| Problem to work on |
The listing below is to be copied in full, line by line.

..........

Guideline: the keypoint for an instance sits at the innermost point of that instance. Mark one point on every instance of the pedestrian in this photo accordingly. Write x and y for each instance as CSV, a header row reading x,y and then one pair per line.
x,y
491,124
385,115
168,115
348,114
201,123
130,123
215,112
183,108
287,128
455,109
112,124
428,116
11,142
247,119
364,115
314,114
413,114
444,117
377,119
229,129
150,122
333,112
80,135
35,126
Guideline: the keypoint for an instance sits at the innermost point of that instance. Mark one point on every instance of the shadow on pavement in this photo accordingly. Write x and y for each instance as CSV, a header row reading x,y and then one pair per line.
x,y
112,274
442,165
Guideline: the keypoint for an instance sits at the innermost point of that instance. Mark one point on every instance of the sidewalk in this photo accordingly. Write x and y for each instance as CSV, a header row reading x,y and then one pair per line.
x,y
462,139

..........

| Answer space |
Guideline: the keypoint for an instance sits at the innermost point of that instance. Mark one point on every instance of the pedestrian in this photo accordingly. Write x and y for each instance as CSV, a header row reading x,y and then one pair per line.
x,y
491,124
385,115
168,115
348,114
201,123
130,123
215,112
183,108
287,128
455,109
112,124
428,116
11,142
247,119
364,115
314,114
413,114
444,117
377,119
229,129
150,122
333,112
80,135
35,126
Guideline: the keypoint for an instance sits at the innermost point of that instance. Mark one point on every instance of the shadow on pavement in this photo accordingly. Write x and y for each instance as CSV, a header row reading x,y and then one pair per line.
x,y
112,274
442,165
Guideline: the keypoint for an instance sits at the innermost point of that instance. Mark one point on every instance of the sidewalk in this photo accordingly. Write x and y for each instance as CSV, a header row reading x,y and then one pair per line.
x,y
462,139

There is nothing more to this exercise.